# Текст страницы:
++++++++++
Вспоминается одна маленькая литературная история, в которой отчетливо проявился характер Андрея Платонова.
Это было перед войной. Лев Иванович Гумилевский, перешедший от беллетристики к научно-популярной литературе, решил проверить: может ли он еще писать рассказы. Существует как бы два Гумилевских: один — автор нашумевшего «Собачьего переулка» и прочих произведений, трактующих моральную тему в духе «без черемухи», другой — автор великолепных книг о творцах техники — Рудольфе Дизеле, Лавале — изобретателе паровой турбины, Крылове и др. Этим же вторым Гумилевским разработана интересная филологическая теория о разрушении стереотипов как основе художественного творчества. Человечески любя Гумилевского и чтя его книги об инженерах, Андрей Платонович помалкивал о тех, что «без черемухи», будто их не было в помине.
Гумилевский устроил у себя на квартире — мы жили в одном писательском доме по улице Фурманова, ныне снесенном, — чтение своего нового рассказа, написанного после многолетней разлуки с изящной словесностью. Уже напечатавшийся в то время, я был удостоен чести быть приглашенным на этот вечер. Благодарный Льву Ивановичу, я страстно желал ему успеха. Желания мои не сбылись: рассказ оказался неимоверно длинен, скучен, как-то посторонен всякой жизни; непонятен был стимул, заставивший автора взяться за перо. Теперь-то я понимаю: Лев Иванович сменил манеру — от пролетарского импрессионизма своих ранних книжек (тех, что «без черемухи») он перешел к правоверному обстоятельному реализму, думая на этом пути вновь обрести лицо беллетриста.
++++++++++
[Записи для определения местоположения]
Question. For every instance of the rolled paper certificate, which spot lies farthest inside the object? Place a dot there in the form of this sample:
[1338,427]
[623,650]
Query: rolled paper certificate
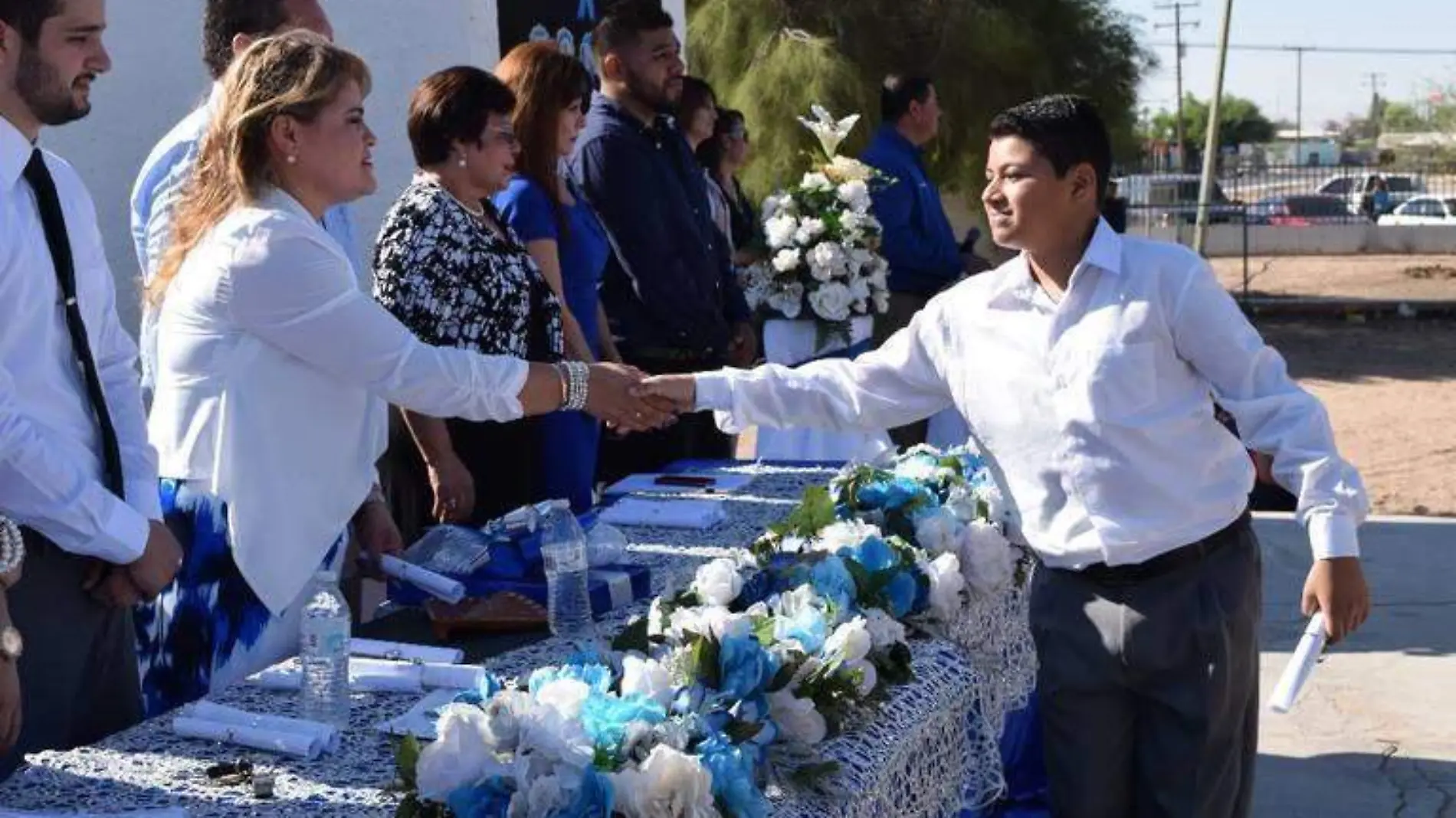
[405,653]
[428,581]
[258,738]
[1300,666]
[326,735]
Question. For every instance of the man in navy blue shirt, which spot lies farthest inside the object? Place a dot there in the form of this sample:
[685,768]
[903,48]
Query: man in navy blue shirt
[669,289]
[919,244]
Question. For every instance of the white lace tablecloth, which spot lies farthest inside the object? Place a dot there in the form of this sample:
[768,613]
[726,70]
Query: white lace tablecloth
[926,751]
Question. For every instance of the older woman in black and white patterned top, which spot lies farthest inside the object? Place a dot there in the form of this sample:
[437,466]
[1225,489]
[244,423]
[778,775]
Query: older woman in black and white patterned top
[449,268]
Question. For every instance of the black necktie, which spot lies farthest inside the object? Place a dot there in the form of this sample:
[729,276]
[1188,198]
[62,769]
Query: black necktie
[54,223]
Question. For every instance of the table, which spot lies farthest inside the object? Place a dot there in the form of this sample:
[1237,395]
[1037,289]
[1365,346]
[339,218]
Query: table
[919,754]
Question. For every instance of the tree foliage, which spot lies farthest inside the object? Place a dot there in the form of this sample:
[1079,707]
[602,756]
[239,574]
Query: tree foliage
[773,58]
[1242,123]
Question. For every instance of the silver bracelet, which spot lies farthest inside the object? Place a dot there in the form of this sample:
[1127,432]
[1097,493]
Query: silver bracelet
[12,546]
[576,378]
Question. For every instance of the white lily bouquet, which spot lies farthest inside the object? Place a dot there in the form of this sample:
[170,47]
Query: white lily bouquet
[823,240]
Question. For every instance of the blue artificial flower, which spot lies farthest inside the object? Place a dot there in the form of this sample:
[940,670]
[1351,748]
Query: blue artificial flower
[606,716]
[744,667]
[902,594]
[595,800]
[487,800]
[874,555]
[807,627]
[756,588]
[893,492]
[596,677]
[833,581]
[734,776]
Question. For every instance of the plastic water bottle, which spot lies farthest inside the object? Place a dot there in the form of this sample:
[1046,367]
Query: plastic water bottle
[564,549]
[325,654]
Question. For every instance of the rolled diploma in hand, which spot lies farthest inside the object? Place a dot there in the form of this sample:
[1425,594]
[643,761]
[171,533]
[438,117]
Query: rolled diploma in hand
[1300,666]
[436,584]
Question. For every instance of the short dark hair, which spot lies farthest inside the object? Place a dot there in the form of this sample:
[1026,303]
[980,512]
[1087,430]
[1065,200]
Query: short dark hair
[453,106]
[899,92]
[697,95]
[1063,129]
[226,19]
[625,24]
[27,16]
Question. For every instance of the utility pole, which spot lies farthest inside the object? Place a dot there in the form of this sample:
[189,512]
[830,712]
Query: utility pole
[1179,25]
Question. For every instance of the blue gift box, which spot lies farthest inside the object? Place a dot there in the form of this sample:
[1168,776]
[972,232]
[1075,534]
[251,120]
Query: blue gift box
[611,587]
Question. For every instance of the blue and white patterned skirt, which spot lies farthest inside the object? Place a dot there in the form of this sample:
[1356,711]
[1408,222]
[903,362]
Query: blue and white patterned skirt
[208,629]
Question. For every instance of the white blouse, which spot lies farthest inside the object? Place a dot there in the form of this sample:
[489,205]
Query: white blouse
[273,376]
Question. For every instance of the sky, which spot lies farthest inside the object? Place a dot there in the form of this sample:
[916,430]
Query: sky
[1336,85]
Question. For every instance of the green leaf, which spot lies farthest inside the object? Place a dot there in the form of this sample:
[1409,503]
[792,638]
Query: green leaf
[632,636]
[407,757]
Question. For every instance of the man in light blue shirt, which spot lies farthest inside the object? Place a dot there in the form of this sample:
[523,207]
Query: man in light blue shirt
[229,27]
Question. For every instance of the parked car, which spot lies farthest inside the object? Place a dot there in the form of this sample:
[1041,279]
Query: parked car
[1423,210]
[1357,189]
[1300,211]
[1169,198]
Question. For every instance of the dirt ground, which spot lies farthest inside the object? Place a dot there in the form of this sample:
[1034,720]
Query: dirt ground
[1344,277]
[1391,392]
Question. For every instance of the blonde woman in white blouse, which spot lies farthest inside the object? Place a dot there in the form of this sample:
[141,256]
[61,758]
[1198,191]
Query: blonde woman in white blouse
[274,371]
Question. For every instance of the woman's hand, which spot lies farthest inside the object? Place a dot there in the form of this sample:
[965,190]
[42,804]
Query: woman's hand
[453,488]
[378,536]
[611,398]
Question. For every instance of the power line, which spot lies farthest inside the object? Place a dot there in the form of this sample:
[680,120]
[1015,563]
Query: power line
[1179,25]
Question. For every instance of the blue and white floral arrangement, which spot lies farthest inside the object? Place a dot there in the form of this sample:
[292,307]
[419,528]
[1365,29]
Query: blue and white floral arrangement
[728,686]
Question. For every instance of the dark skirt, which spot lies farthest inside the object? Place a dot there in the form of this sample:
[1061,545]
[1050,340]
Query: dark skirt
[503,459]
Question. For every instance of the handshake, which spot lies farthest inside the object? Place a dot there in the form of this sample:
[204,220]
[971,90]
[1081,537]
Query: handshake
[629,401]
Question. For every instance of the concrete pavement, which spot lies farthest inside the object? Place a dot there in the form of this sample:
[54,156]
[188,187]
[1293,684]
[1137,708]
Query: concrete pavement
[1375,731]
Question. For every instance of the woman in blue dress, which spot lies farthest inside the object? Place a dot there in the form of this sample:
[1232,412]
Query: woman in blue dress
[564,236]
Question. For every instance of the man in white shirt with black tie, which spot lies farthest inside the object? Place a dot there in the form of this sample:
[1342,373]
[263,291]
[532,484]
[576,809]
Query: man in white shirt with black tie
[1087,370]
[76,467]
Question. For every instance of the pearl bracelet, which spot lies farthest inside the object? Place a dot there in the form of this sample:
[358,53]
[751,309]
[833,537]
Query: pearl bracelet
[12,546]
[574,384]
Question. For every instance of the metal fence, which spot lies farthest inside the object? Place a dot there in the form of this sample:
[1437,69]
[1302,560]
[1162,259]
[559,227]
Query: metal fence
[1292,195]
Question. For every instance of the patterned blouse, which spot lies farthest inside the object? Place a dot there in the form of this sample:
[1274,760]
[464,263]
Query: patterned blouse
[456,283]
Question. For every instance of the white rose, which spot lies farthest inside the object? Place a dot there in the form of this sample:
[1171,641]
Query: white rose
[666,785]
[851,643]
[868,676]
[545,797]
[786,260]
[815,181]
[938,532]
[779,231]
[990,562]
[797,718]
[566,696]
[788,300]
[844,535]
[831,302]
[461,754]
[884,629]
[946,585]
[855,194]
[808,231]
[828,260]
[647,677]
[718,583]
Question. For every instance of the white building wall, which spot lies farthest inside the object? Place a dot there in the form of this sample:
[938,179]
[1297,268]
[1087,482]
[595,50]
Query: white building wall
[158,76]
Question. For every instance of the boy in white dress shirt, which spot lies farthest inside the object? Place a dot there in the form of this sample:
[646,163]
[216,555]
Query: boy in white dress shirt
[1087,370]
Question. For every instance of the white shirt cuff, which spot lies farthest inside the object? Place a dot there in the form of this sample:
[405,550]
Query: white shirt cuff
[124,538]
[713,392]
[1333,536]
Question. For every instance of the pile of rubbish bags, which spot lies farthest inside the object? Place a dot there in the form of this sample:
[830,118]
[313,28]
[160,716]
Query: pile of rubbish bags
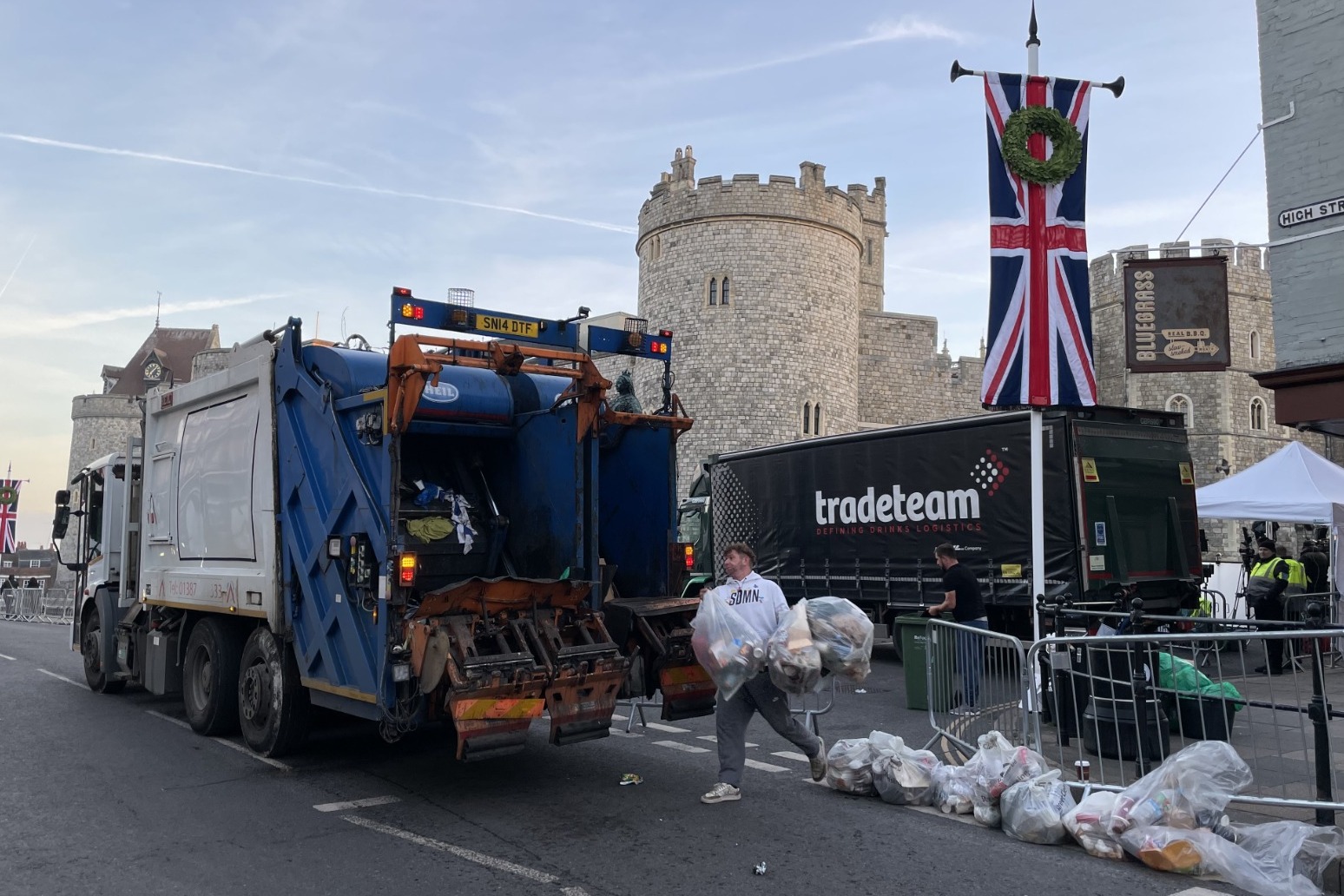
++++++++++
# Задание:
На какой улице стоял писательский дом, где жили рассказчик и Гумилевский, согласно тексту о Гумилевском и Платонове?

# Полный ответ:
На улице Фурманова.